§ **Material provided**
=== Section Start ===

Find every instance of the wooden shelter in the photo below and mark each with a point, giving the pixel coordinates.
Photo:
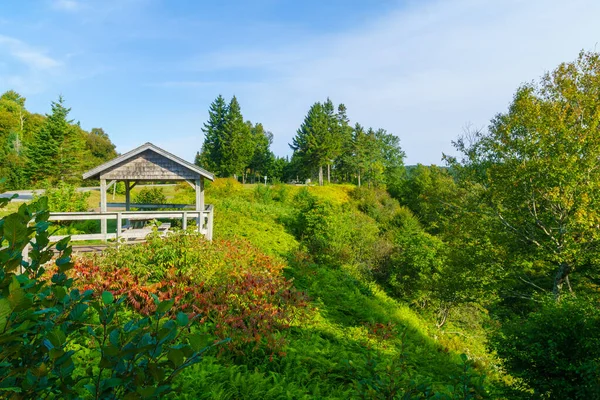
(149, 163)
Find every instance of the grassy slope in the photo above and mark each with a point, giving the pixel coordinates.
(322, 352)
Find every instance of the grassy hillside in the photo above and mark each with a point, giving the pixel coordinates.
(293, 279)
(353, 340)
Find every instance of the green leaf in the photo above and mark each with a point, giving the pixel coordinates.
(176, 357)
(107, 298)
(198, 341)
(15, 229)
(78, 311)
(182, 319)
(63, 243)
(5, 311)
(165, 306)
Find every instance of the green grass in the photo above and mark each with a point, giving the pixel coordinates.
(329, 351)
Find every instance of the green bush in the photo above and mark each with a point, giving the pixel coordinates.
(65, 198)
(555, 350)
(59, 342)
(150, 195)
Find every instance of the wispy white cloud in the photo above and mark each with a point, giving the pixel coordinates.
(26, 54)
(423, 72)
(67, 5)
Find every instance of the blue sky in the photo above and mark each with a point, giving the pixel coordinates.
(147, 70)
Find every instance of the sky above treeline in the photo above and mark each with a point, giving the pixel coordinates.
(147, 70)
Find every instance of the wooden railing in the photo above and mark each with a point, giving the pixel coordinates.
(204, 222)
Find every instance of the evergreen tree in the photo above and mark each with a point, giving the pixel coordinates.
(237, 146)
(211, 155)
(262, 156)
(74, 156)
(333, 138)
(45, 161)
(342, 158)
(310, 143)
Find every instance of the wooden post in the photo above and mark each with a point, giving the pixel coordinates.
(103, 207)
(200, 202)
(210, 224)
(127, 196)
(119, 225)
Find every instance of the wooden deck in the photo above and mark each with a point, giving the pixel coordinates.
(125, 230)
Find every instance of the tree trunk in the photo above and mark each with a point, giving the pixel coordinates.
(561, 277)
(320, 175)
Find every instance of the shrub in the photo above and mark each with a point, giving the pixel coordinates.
(232, 285)
(59, 342)
(150, 195)
(225, 186)
(65, 198)
(555, 350)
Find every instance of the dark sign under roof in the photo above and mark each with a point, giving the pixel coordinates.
(146, 163)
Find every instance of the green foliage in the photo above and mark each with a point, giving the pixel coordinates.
(65, 197)
(554, 350)
(232, 285)
(318, 140)
(231, 146)
(150, 195)
(35, 148)
(538, 167)
(45, 322)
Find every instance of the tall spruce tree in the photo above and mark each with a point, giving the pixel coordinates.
(262, 156)
(333, 137)
(237, 146)
(44, 152)
(343, 160)
(310, 143)
(211, 155)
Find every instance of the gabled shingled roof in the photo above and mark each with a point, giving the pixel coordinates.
(96, 172)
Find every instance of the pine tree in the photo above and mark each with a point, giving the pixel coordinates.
(310, 143)
(343, 161)
(211, 155)
(333, 139)
(237, 146)
(45, 160)
(262, 156)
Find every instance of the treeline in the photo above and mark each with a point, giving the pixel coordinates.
(236, 148)
(37, 150)
(512, 230)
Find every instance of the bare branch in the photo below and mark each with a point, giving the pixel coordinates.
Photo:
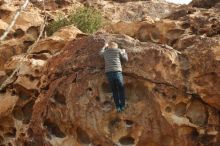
(14, 20)
(41, 29)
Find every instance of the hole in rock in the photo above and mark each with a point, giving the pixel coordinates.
(19, 33)
(167, 140)
(127, 140)
(129, 123)
(29, 143)
(197, 112)
(206, 139)
(60, 98)
(33, 31)
(24, 93)
(180, 109)
(54, 129)
(97, 98)
(107, 106)
(11, 133)
(173, 97)
(185, 25)
(135, 92)
(4, 14)
(114, 123)
(27, 111)
(106, 88)
(27, 44)
(216, 143)
(168, 109)
(30, 132)
(17, 113)
(82, 136)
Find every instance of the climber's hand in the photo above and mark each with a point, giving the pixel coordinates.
(106, 45)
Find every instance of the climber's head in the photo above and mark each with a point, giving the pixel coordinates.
(113, 45)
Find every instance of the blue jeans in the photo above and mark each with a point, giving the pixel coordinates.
(117, 86)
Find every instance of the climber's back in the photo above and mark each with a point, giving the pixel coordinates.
(113, 57)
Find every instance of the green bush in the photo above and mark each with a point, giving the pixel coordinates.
(88, 20)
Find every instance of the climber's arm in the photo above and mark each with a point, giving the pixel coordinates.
(103, 50)
(123, 55)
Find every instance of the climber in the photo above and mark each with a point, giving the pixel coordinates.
(113, 57)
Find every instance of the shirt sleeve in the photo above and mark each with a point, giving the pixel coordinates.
(123, 55)
(101, 52)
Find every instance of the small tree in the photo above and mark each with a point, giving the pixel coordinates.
(87, 19)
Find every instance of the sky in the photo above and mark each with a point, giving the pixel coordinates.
(180, 1)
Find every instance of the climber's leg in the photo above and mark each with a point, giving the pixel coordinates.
(121, 90)
(113, 84)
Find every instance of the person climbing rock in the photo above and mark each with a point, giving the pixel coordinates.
(113, 57)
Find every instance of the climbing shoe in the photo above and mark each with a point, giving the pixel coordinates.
(118, 110)
(124, 107)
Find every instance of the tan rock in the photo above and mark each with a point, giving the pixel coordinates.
(7, 104)
(68, 33)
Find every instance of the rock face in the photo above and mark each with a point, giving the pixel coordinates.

=== Section End ===

§ **What you need to do**
Restate the whole listing above exactly, please, omitting every image.

§ **Solution to the exercise**
Find every instance of the wooden shelter in the photo below and mark each with a point, giving the pixel coordinates.
Photo:
(149, 163)
Find every instance of the grassy slope in the photo above and mark each with a point, giving the pixel coordinates.
(322, 352)
Find every instance of the grassy hillside in the photo above and mark each with a point, giving the pixel coordinates.
(293, 279)
(353, 340)
Find every instance of the green leaf in the photo above and mark each with a point, giving the pixel coordinates.
(176, 357)
(107, 298)
(198, 341)
(15, 229)
(78, 311)
(182, 319)
(63, 243)
(5, 311)
(165, 306)
Find every instance of the green grass in the photo above and mark each with a point, giving the pixel coordinates.
(329, 351)
Find every instance of the green bush in the photo above and mark each with a point, giving the pixel coordinates.
(65, 198)
(555, 350)
(59, 342)
(150, 195)
Find every instance of the wispy white cloud in the photo above and mark each with a point, giving the pixel coordinates.
(26, 54)
(423, 72)
(67, 5)
Find every instance of the blue sky in the photo above and mark each with a point, giving the pixel coordinates.
(147, 70)
Find every instance of the sky above treeline in the photo above and mark each with a point, giving the pixel coordinates.
(147, 70)
Find every instance of the wooden railing in the photo above and mark each with a point, giving the pixel coordinates.
(204, 222)
Find every instance of the evergreen tree in the photo above and mark each with a point, giving the pixel coordinates.
(237, 146)
(211, 155)
(262, 156)
(74, 156)
(333, 138)
(45, 161)
(342, 158)
(310, 143)
Find every instance of the wooden post in the photo above and mark each with a point, giving the pixel coordinates.
(103, 207)
(200, 202)
(210, 224)
(127, 196)
(119, 225)
Find every instance of the wooden deck in the photo above and mark each with a point, giving the pixel coordinates.
(125, 230)
Find every instance of the tree trunk in the photo above and mark each with a point, giving the pixel coordinates.
(561, 277)
(320, 175)
Find every instance of the shrub in the photo above and mark each with a point, giving the pixel coordinates.
(232, 285)
(59, 342)
(150, 195)
(225, 186)
(65, 198)
(555, 350)
Find every instance of the dark sign under roof in the photo above and mark each with a point, giving the pixel coordinates.
(146, 163)
Find every instance of the green foliage in the photo above and mark each with a point, giving the pixel coordinates.
(65, 197)
(554, 350)
(232, 285)
(318, 140)
(231, 146)
(150, 195)
(35, 148)
(538, 167)
(45, 322)
Find every instance of the tall spruce tree in the photo above and mark each with a point, giving the pixel coordinates.
(262, 156)
(333, 137)
(237, 146)
(44, 152)
(343, 160)
(310, 143)
(211, 155)
Find every instance of the gabled shingled roof in the photo above and mark each with a point, giving the pixel coordinates.
(96, 172)
Find every instance of the pine tree in the photo above and mark each with a point, giving the pixel coordinates.
(310, 143)
(343, 161)
(211, 155)
(333, 139)
(237, 146)
(45, 160)
(262, 156)
Find every instance of the treeline in the photo above and mark each with a point, giving the pixel coordinates.
(236, 148)
(37, 150)
(512, 230)
Find every instance of the bare branch in the photo below and mark each with a point, giving the pixel coordinates.
Photo:
(14, 20)
(41, 29)
Find every instance of the hole in rock in the photo above and mark each with a point, giving the pixel coordinates.
(19, 33)
(167, 140)
(127, 140)
(129, 123)
(29, 143)
(197, 112)
(206, 139)
(60, 98)
(33, 31)
(24, 93)
(180, 109)
(54, 129)
(97, 98)
(107, 106)
(11, 133)
(173, 97)
(185, 25)
(135, 92)
(4, 14)
(114, 123)
(27, 111)
(106, 88)
(27, 44)
(216, 143)
(168, 109)
(30, 132)
(17, 113)
(82, 136)
Find every instance of the climber's hand in the photo above and mark each with a point, giving the pixel coordinates.
(106, 45)
Find every instance of the climber's head in the photo above and mark each with a point, giving the pixel coordinates.
(113, 45)
Find every instance of the blue jeans in the photo above and mark each with a point, giving the pixel coordinates.
(117, 86)
Find every instance of the climber's back in the photo above and mark each with a point, giving the pixel coordinates.
(113, 57)
Find every instance of the green bush in the photo above and mark each with a point, giving the pixel coordinates.
(88, 20)
Find every instance of the climber's arm in the photo above and mark each with a point, giving the pixel coordinates.
(103, 50)
(123, 55)
Find every instance of the climber in the photo above and mark each with a point, giving the pixel coordinates.
(113, 57)
Find every instance of the shirt sleeve in the photo above and mark each with a point, giving the pixel coordinates.
(123, 55)
(101, 52)
Find every instance of the small tree in the photo above and mark each with a point, giving the pixel coordinates.
(87, 19)
Find every instance of the sky in the photo above and mark each with a point, giving the pixel coordinates.
(180, 1)
Find every instance of the climber's leg in the photo above and mark each with a point, giving the pixel coordinates.
(121, 90)
(113, 84)
Find every instance of the person climbing rock in the photo above and mark each with a point, giving the pixel coordinates.
(113, 57)
Find every instance of the climbing shoe in the photo above and mark each with a point, giving the pixel coordinates.
(118, 110)
(124, 107)
Find every instance of the tan rock in the photo above and mark each with a point, giving the pixel coordinates.
(7, 104)
(68, 33)
Find every instance of the rock face in the photo above and mark each with a point, giving the pixel coordinates.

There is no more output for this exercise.